▶ [Task requirements]
Each entry in the block below needs to be copied out exactly.
-- Data to use follows --
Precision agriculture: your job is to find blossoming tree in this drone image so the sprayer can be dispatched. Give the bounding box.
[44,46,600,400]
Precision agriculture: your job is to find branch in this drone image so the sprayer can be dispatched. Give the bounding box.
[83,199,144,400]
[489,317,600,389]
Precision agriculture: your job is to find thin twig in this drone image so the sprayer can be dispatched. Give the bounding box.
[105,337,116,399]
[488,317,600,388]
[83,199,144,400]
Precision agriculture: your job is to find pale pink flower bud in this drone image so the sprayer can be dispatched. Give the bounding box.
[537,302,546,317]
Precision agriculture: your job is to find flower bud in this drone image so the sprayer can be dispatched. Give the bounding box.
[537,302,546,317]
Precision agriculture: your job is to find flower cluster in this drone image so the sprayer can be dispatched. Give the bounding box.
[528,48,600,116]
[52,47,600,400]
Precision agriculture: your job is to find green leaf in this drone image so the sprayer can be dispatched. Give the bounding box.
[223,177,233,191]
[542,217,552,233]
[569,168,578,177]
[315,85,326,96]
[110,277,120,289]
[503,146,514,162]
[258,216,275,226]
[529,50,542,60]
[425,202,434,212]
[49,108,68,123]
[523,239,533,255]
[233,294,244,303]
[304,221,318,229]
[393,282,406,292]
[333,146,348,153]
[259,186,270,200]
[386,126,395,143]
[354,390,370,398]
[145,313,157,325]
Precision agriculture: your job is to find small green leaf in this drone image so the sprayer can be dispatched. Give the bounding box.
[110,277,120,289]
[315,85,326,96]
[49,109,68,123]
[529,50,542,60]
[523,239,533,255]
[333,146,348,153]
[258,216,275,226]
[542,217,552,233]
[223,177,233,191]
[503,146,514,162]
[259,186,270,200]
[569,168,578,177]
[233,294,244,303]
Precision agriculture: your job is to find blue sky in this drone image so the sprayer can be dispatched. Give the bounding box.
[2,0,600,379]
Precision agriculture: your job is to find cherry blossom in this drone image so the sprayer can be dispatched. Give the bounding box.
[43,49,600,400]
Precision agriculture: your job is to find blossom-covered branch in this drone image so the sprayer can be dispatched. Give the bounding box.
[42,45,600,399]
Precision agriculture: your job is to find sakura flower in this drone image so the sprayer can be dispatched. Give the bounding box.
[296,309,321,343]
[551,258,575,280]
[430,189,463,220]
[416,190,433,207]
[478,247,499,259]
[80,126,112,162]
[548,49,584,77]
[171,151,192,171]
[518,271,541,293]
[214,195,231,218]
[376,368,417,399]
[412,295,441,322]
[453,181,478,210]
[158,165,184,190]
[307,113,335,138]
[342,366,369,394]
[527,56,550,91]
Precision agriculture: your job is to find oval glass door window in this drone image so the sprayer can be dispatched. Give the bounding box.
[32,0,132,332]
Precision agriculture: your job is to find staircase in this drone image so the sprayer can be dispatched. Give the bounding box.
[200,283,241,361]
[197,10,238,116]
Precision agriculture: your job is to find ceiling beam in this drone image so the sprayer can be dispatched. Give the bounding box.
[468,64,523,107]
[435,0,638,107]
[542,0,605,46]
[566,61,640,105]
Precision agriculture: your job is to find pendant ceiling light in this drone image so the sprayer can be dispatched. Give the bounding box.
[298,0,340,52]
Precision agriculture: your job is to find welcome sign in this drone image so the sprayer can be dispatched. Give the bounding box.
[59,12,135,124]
-- Data to use concluded --
▶ [Response area]
Precision agriculture: your job is to find blossoming tree in this drone image so the sprayer can be dispatched. Give the bounding box.
[44,46,600,400]
Precision agriculture: your job is to find branch in this drone image so the sprayer can be dispatched. Give the bounding box.
[83,199,144,400]
[489,317,600,389]
Precision agriculture: your job is to find thin twig in this drone image so the sprayer can be dispatched. Give the bounding box.
[105,337,116,399]
[488,317,600,388]
[83,199,144,400]
Precision agriculture: your job is to find pale pink flower bud in this drone image so the sprayer can be dispatched. Give the bounding box.
[537,302,546,317]
Precision agriculture: your job is to find flower bud in this drone image so the sprayer can be dispatched. Give the bounding box.
[537,302,546,317]
Precision agriculture: your job is to find flower cluster in this drone image so the sprayer can be dispatched. Give the bounding box.
[528,48,600,116]
[52,47,600,400]
Precision agriculture: your job is to find green leaf in this drone image so the sprayer can be dispatched. Give the bounding box.
[223,177,233,191]
[542,217,552,233]
[569,168,578,177]
[315,85,326,96]
[110,277,120,289]
[503,146,514,162]
[258,216,275,226]
[529,50,542,60]
[425,202,434,212]
[49,108,68,123]
[523,239,533,255]
[233,294,244,303]
[304,221,318,229]
[393,282,406,292]
[333,146,348,153]
[259,186,270,200]
[386,126,395,143]
[354,390,370,398]
[145,313,157,325]
Precision agriculture: your job is to find small green leaf in this drone image so the sprayer can be dispatched. Give the bounding box.
[110,277,120,289]
[315,85,326,96]
[49,109,68,123]
[529,50,542,60]
[523,239,533,255]
[333,146,348,153]
[258,216,275,226]
[542,217,552,233]
[223,177,233,191]
[503,146,514,162]
[259,186,270,200]
[569,168,578,177]
[233,294,244,303]
Precision agriculture: your job is to find blue sky in this drone image so the sprayer can be dispatched. Give the bounding box.
[2,0,600,379]
Precision agriculture: your job is to find cherry blossom in this drone image so the sprayer can be dispatched. Give the bounding box.
[43,49,600,400]
Precision agriculture: your job is to find blossom-covered branch in this drone image so the sprayer can be dispatched. Give the bounding box.
[42,45,600,399]
Precision agriculture: your job is to find sakura flower in this drone image so the sprayer can be dispatched. Give the bounding box.
[296,309,321,343]
[551,258,575,280]
[430,189,463,220]
[416,190,433,207]
[478,247,499,259]
[80,126,112,162]
[548,49,584,77]
[171,151,192,171]
[518,271,541,293]
[214,195,231,218]
[376,368,417,399]
[412,295,441,322]
[453,181,478,210]
[158,165,184,190]
[307,113,335,138]
[342,366,369,394]
[527,56,550,91]
Precision agriculture: your job is to find oval glass door window in this drone image so the sprayer can be dispatched. Give the bounding box.
[32,0,132,332]
Precision agriculture: your job is to find staircase in this drone image so the sprayer can be dispatched. Give the bounding box.
[200,283,241,361]
[197,10,238,116]
Precision agriculture: your job is to find ceiling beam in this drone image so the sprayer can be dispatched. Give the bounding box.
[468,64,523,107]
[435,0,638,107]
[542,0,605,46]
[566,61,640,105]
Precision agriculture: your job is to find pendant ceiling light in this drone image so the sprayer can be dispatched. Give the bounding box.
[298,0,340,52]
Precision agriculture: your job is to find welcome sign in this drone image so the sprayer can be dispatched. Give the bounding box.
[59,12,135,124]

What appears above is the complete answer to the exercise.